The records below should be printed once more, exactly as they appear.

──────── Provided data

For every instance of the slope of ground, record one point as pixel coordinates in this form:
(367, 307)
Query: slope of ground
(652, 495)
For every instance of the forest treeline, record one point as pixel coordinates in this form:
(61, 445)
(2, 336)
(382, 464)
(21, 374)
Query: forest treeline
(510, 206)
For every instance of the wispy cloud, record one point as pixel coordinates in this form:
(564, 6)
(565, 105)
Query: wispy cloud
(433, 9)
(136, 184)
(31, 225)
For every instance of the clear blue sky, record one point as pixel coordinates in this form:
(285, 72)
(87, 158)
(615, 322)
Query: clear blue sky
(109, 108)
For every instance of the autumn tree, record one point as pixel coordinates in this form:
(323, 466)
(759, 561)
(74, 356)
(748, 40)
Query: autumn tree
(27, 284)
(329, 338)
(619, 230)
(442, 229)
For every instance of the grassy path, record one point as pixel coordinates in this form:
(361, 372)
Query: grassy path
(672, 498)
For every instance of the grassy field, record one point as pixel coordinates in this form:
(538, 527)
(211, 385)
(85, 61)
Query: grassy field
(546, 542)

────────────────

▸ Written answer:
For every instance of the slope of ground, record one point as pixel coordinates in this form:
(367, 307)
Query: slope of ground
(652, 495)
For every instance of the forest treeline, record one point as pixel coordinates in this form:
(61, 445)
(2, 336)
(382, 464)
(21, 374)
Query: forest treeline
(510, 206)
For every instance of the wispy cloud, record one point as pixel coordinates in this form:
(564, 6)
(565, 105)
Query: wispy cloud
(433, 9)
(136, 184)
(31, 225)
For every instance of the clear blue sky, record one point as pixel coordinates in this form:
(285, 72)
(87, 158)
(615, 322)
Query: clear blue sky
(109, 108)
For every instance of the autumn tree, record one point as pixel coordinates in this form:
(323, 466)
(759, 561)
(74, 356)
(748, 40)
Query: autumn tree
(27, 284)
(329, 338)
(619, 230)
(442, 229)
For every instance of the grassy path, record one point as pixel coordinates in this form:
(361, 372)
Query: grassy path
(672, 498)
For every instance of the grassy field, record one point as pixel coordinates in this form:
(538, 527)
(211, 385)
(85, 61)
Query: grassy field
(546, 542)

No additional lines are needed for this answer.